* **Stated problem**: Every line from the one with "formatted like (622,355)." through the end of the records below should be restated word for word, and nothing outside that span.
[Begin Extracted data]
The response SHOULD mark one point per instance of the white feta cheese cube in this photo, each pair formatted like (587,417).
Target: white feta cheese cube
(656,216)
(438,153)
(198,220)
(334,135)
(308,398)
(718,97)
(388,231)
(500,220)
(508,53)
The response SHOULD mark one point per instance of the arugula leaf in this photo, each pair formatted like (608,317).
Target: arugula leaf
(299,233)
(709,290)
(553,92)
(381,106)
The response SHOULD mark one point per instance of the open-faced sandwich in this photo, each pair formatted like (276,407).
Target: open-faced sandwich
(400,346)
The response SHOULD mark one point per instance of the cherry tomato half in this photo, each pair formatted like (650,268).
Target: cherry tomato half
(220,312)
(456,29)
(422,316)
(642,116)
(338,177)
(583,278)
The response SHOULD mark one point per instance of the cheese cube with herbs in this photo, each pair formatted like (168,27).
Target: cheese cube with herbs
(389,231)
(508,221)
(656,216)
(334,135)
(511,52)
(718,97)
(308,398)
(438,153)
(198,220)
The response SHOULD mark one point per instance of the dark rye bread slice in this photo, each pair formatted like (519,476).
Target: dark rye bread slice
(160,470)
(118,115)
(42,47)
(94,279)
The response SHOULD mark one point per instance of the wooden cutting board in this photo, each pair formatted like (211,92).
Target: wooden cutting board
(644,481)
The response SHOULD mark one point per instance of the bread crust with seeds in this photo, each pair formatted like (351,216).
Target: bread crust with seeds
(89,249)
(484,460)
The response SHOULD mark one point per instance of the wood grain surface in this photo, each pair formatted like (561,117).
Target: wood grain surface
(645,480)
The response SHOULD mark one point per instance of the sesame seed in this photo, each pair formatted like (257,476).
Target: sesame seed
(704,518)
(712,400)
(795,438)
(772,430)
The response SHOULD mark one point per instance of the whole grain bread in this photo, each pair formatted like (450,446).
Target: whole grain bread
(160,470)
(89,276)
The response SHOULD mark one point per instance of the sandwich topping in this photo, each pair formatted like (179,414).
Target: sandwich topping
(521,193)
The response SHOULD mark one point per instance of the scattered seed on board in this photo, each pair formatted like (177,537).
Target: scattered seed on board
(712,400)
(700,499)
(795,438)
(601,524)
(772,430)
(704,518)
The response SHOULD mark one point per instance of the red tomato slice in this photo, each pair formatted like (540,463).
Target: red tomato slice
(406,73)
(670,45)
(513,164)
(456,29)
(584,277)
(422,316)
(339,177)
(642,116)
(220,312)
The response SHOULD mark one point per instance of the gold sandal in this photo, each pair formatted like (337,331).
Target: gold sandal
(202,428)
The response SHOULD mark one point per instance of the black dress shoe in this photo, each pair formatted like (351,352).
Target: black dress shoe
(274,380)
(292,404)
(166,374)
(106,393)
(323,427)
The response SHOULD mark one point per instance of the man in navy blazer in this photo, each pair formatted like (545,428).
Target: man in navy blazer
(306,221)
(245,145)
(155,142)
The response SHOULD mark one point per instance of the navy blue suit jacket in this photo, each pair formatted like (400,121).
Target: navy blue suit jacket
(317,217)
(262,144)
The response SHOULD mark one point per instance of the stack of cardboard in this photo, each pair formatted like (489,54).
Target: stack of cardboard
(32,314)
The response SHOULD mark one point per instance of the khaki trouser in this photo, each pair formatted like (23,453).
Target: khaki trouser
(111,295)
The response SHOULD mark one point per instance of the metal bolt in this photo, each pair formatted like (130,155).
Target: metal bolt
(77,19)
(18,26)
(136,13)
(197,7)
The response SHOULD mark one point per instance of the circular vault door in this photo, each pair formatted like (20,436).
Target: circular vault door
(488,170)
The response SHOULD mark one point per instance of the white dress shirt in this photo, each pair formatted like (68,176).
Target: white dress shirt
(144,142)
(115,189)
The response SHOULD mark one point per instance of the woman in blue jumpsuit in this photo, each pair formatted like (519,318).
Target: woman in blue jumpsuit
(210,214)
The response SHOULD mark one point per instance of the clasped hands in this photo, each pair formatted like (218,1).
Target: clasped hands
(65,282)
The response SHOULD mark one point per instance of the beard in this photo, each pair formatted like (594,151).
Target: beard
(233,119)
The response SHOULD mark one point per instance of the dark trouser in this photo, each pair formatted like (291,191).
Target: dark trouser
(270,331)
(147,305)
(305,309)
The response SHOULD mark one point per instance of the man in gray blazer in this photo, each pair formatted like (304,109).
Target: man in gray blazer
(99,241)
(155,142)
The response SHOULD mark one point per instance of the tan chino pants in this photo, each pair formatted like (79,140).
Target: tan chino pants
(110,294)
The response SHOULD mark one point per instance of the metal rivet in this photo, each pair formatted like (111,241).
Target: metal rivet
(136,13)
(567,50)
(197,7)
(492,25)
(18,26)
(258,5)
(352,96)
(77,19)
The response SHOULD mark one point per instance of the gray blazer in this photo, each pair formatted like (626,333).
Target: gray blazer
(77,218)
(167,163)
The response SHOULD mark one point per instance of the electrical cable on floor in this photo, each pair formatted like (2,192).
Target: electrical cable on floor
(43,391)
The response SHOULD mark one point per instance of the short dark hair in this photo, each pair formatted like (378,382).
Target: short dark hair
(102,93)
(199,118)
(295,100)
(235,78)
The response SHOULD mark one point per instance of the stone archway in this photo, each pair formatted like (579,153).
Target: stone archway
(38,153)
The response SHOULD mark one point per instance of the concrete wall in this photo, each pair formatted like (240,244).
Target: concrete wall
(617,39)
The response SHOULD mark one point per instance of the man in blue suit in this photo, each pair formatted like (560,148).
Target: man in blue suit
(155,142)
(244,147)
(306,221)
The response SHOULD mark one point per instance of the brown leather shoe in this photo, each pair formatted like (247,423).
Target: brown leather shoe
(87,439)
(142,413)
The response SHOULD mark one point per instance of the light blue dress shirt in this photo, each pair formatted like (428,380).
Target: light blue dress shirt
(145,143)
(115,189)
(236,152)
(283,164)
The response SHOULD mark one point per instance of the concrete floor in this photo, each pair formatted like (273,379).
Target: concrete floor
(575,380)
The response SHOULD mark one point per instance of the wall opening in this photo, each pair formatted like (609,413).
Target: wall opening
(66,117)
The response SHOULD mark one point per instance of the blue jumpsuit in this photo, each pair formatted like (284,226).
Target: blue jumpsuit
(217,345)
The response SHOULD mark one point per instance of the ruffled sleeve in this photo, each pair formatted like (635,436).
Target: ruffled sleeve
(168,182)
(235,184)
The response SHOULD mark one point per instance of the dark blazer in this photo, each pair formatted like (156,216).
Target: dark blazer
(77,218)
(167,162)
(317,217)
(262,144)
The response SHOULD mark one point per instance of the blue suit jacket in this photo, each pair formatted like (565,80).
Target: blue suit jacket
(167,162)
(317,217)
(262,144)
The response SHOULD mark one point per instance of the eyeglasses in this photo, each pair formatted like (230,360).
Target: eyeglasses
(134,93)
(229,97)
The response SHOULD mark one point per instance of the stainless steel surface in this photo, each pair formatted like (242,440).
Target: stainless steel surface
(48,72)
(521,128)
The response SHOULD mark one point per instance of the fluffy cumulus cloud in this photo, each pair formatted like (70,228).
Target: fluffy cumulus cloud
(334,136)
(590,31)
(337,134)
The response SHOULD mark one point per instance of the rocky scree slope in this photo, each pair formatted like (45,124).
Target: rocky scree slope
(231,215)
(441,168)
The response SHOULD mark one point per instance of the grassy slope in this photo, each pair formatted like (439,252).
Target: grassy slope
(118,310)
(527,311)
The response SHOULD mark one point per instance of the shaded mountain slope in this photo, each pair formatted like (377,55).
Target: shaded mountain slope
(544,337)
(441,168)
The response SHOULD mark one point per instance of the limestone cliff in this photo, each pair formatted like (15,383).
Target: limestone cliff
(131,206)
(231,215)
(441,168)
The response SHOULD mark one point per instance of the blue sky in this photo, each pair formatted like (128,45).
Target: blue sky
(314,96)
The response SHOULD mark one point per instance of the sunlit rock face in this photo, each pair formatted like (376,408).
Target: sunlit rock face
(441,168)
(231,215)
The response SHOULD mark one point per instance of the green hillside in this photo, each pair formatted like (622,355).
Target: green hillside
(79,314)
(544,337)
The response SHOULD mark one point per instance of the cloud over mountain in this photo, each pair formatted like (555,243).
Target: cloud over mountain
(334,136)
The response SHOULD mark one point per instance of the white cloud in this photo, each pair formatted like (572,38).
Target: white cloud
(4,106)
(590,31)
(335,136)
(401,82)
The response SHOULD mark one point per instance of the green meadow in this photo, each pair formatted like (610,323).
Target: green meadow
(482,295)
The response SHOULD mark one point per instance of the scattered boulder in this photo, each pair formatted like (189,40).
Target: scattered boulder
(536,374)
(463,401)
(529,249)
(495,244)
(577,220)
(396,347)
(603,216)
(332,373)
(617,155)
[End Extracted data]
* **Correct response**:
The response SHOULD mark one point per instance of the green hillside in this photo, each pair formatted like (622,355).
Target: green hillside
(79,314)
(544,337)
The response SHOULD mark one point per instance of the cloud over mountain in this photo, each pair formatted like (555,243).
Target: cloud over mountain
(334,136)
The response SHOULD mark one point per instance of the white cloud in this photo, each pair formatted like (572,38).
Target: white cloud
(4,106)
(590,31)
(335,136)
(401,82)
The response SHOULD mark one point per instance of the green meadow in this photo, each pair formatted like (610,323).
Target: green meadow
(482,295)
The response SHOULD mark one point per instance of the scattered boulder in this photo, each pair formatted like (189,40).
Target: scattered boulder
(536,374)
(463,401)
(529,249)
(495,244)
(577,220)
(396,347)
(603,216)
(332,373)
(617,155)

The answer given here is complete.